PROBLEMS ▸
**A.** Could you retype the behavior service document from "The behavior service" up to and including "agent's per-call distribution?"?
**B.** How would the behavior service document go on after its last line? Write the next part.

EXTRACT TO READ ▸
## Begin

The behavior service has read-only access to `acp_audit` so it can build baselines from the canonical decision history. It owns `acp_behavior` for the derived profiles.

## Request flow

### Stage 5 score

1. Gateway POSTs `/behavior/score` with the request shape `(tenant_id, agent_id, tool_name, payload_fingerprint)`.
2. Behavior:
   * Reads `acp:behavior_score:{agent_id}` from Redis. If a fresh score (under 60s) for this exact shape exists, return it.
   * Otherwise loads the agent's profile from `behavior_profiles`. If missing or older than 24 hours, refresh from audit aggregates.
   * Computes four sub-signals:
     * **Sequence** — does this call appear in the agent's typical sequences of N calls?
     * **Velocity** — what is this hour's call rate vs the agent's hourly baseline?
     * **Cost** — what is this call's estimated cost vs the agent's per-call distribution?
     * **Cross-agent intelligence** — has any other agent in this tenant tripped on a similar request shape?
   * Aggregates the sub-signals into a `behavior_score` in \[0, 1] with `confidence`.
3. Returns the score plus a per-signal breakdown.
4. Caches the result in Redis for 60 seconds.

### Degraded mode

If the gateway's call to Behavior times out or returns 5xx:

1. Gateway reads `degraded_mode_policy` from `acp_identity.tenants` (cached for 60s).
2. The policy is one of:
   * `block_high_risk` (default) — the gateway treats the behavior signal as "high" if the policy stage already returned a non-clean decision; otherwise treats as low.
   * `block_all` — every non-trivial decision is denied while Behavior is degraded.
   * `allow_with_audit` — proceed with `behavior_score=0`; the audit row records `behavior_skipped=true` so reviewers can re-grade later.
3. Gateway emits `behavior_firewall_decision` audit row regardless, with `service_status="degraded"`.

## Dependencies

**Python libraries:**

* `fastapi`, `sqlalchemy[asyncio]`, `asyncpg`.
* `redis.asyncio` — score cache, baseline cache.
* `numpy` — statistical operations on baseline distributions.
* `structlog`.

**Other Aegis services:**

* Audit (`services/audit/`) — read-only SELECT for baseline aggregation.
* Decision (`services/decision/`) — the downstream consumer of the behavior score.

**Infrastructure:**

* Postgres `acp_behavior` for derived profiles.
* Postgres `acp_audit` (read-only DSN) for raw audit rows used in baseline computation.
* Redis for score and baseline caches.

## Database tables

| Table                | Purpose                          | Notable columns                                                                                                                                                                |
| -------------------- | -------------------------------- | ------------------------------------------------------------------------------------------------------------------------------------------------------------------------------ |
| `behavior_profiles`  | Per-agent rolling baselines      | `agent_id`, `tenant_id`, `window_days`, `call_rate_p50`, `call_rate_p95`, `unique_tools`, `tool_sequence_signatures` (JSONB), `cost_distribution` (JSONB), `last_refreshed_at` |
| `behavior_anomalies` | Tagged anomaly events for replay | `id`, `tenant_id`, `agent_id`, `signal_type`, `severity`, `audit_id`, `detected_at`                                                                                            |

Indexes: `behavior_profiles.agent_id` UNIQUE per tenant, `behavior_anomalies.agent_id`, `behavior_anomalies.detected_at`.

## End

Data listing
## Begin

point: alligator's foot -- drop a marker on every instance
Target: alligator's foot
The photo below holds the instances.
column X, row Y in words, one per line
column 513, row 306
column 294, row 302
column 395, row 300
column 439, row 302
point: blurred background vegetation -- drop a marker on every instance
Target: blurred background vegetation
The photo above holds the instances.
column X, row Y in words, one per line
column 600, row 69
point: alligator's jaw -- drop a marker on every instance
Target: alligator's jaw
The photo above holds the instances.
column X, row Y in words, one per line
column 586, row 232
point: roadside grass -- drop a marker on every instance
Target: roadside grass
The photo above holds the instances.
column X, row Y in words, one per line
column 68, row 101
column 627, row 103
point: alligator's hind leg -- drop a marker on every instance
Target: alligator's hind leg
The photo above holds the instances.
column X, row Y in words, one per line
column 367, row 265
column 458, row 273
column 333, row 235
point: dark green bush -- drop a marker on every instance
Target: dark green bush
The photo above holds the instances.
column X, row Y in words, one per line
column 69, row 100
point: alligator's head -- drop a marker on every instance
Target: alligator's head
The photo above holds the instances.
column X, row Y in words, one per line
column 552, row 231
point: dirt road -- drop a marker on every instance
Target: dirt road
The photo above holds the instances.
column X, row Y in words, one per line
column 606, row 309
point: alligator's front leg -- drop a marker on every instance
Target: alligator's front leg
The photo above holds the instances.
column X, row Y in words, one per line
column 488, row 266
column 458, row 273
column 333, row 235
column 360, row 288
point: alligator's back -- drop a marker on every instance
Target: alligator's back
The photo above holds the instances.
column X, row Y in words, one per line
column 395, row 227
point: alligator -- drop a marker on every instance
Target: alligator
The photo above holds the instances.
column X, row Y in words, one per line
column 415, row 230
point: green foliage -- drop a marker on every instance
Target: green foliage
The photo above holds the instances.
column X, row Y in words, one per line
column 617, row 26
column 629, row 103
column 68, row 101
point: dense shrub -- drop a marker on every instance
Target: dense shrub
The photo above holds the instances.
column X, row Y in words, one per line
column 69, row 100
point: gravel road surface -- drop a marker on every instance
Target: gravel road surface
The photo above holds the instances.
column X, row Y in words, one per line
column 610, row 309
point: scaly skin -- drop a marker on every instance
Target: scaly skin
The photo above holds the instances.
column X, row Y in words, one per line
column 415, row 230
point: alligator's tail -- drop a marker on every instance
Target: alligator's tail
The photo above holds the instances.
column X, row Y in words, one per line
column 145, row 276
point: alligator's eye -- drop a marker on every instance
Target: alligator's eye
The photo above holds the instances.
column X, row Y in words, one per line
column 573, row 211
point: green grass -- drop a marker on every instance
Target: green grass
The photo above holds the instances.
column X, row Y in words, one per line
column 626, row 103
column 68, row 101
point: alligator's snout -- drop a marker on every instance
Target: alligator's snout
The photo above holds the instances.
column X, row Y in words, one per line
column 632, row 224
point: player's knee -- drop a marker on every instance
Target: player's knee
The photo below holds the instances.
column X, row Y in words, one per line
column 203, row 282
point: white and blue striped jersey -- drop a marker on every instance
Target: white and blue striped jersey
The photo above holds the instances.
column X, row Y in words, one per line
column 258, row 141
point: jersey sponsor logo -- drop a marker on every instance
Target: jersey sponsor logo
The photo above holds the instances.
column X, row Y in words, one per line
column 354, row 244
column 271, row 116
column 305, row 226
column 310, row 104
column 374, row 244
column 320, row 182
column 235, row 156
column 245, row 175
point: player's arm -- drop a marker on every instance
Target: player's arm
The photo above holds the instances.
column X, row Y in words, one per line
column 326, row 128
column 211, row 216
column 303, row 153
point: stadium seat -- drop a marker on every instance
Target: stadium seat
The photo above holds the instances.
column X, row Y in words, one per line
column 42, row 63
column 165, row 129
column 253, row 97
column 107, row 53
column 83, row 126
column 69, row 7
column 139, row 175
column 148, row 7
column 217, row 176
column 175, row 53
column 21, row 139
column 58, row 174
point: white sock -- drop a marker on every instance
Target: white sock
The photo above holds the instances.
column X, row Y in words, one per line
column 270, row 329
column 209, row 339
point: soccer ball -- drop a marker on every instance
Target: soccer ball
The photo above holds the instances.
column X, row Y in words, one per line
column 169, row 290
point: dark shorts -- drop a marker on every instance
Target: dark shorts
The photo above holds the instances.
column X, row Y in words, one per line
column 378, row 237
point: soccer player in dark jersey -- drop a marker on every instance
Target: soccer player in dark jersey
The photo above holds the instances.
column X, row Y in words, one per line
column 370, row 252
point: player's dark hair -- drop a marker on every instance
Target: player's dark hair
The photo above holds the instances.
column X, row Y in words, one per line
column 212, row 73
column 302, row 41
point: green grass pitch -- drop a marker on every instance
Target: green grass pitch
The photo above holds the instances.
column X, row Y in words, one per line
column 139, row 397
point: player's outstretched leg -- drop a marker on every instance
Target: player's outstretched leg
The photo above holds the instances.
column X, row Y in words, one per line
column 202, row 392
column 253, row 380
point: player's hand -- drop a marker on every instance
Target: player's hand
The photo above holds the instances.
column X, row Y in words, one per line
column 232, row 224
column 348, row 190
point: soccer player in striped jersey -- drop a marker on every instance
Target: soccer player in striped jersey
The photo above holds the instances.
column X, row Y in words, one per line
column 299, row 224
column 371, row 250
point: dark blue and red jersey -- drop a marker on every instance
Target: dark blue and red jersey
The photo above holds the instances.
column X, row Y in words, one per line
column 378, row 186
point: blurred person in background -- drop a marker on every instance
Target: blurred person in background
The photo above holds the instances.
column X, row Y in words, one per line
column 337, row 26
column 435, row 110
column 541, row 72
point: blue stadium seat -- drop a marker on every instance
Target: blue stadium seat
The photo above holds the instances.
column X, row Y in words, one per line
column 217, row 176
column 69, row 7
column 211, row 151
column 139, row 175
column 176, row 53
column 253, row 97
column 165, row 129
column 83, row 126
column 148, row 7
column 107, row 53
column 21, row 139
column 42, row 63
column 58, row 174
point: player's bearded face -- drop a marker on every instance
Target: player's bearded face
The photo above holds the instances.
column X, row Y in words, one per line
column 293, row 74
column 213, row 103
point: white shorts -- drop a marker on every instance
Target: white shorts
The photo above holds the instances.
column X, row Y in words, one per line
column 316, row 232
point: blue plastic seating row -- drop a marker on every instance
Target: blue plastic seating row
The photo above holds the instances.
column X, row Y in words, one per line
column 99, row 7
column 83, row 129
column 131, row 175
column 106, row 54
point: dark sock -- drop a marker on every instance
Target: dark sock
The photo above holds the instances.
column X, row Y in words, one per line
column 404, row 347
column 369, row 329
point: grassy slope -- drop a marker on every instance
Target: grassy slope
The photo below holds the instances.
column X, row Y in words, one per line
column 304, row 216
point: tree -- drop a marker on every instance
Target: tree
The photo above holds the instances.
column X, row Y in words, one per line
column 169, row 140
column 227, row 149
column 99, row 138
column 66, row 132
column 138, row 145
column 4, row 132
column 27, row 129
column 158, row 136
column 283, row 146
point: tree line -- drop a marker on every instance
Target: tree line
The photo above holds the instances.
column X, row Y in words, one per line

## End

RESPONSES FOR EACH TASK ▸
**A.**
The behavior service has read-only access to `acp_audit` so it can build baselines from the canonical decision history. It owns `acp_behavior` for the derived profiles.

## Request flow

### Stage 5 score

1. Gateway POSTs `/behavior/score` with the request shape `(tenant_id, agent_id, tool_name, payload_fingerprint)`.
2. Behavior:
   * Reads `acp:behavior_score:{agent_id}` from Redis. If a fresh score (under 60s) for this exact shape exists, return it.
   * Otherwise loads the agent's profile from `behavior_profiles`. If missing or older than 24 hours, refresh from audit aggregates.
   * Computes four sub-signals:
     * **Sequence** — does this call appear in the agent's typical sequences of N calls?
     * **Velocity** — what is this hour's call rate vs the agent's hourly baseline?
     * **Cost** — what is this call's estimated cost vs the agent's per-call distribution?

**B.**
The `learning` service is a planned future home for the profile-generation worker; today the work happens inside the behavior service.

## Redis usage

| Key pattern                              | Operation   | Purpose                                    | TTL  |
| ---------------------------------------- | ----------- | ------------------------------------------ | ---- |
| `acp:behavior_score:{agent_id}`          | GET / SETEX | Cached per-agent score (most recent shape) | 60 s |
| `acp:behavior_baseline:{agent_id}`       | GET / SETEX | Cached baseline tuple                      | 1 h  |
| `acp:behavior_consult:{agent_id}:{hash}` | GET / SETEX | Cached score for an exact request shape    | 30 s |
| `acp:behavior_dlq` (List)                | LPUSH       | Failed baseline refreshes for retry        | None |

## Security controls

* **Per-tenant scoping.** Every query carries `WHERE tenant_id = :t`.
* **Read-only audit access.** The DSN to `acp_audit` is granted SELECT only; behavior cannot rewrite audit history.
* **Audit emission on every consult.** `behavior_firewall_decision` is written even when Behavior was skipped — operators always know what state the service was in.
* **Cross-tenant intelligence is anonymized.** When the "cross-agent intelligence" sub-signal pulls patterns from other tenants, it uses a hashed shape, not raw payloads.
* **Cost-cap signal honors per-agent USD caps.** A request that would push an agent over its USD cap is scored as high.

## Metrics

| Metric                                     | Type      | Labels                | Purpose                             |
| ------------------------------------------ | --------- | --------------------- | ----------------------------------- |
| `acp_behavior_firewall_consult_total`      | Counter   | `tenant_id`, `result` | Allow / deny / skipped distribution |
| `acp_behavior_consult_latency_seconds`     | Histogram | `tenant_id`           | Score computation time              |
| `acp_behavior_baseline_refresh_total`      | Counter   | `tenant_id`, `result` | Baseline-refresh outcomes           |
| `acp_behavior_degraded_mode_engaged_total` | Counter   | `tenant_id`, `policy` | When degraded-mode fallback fired   |
| `acp_behavior_score_distribution`          | Histogram | `tenant_id`           | Score distribution for tuning       |

## Deployment model

* **Image**: `infra-behavior` from `services/behavior/Dockerfile`.
* **Container**: `acp_behavior`.
* **Port**: 8005.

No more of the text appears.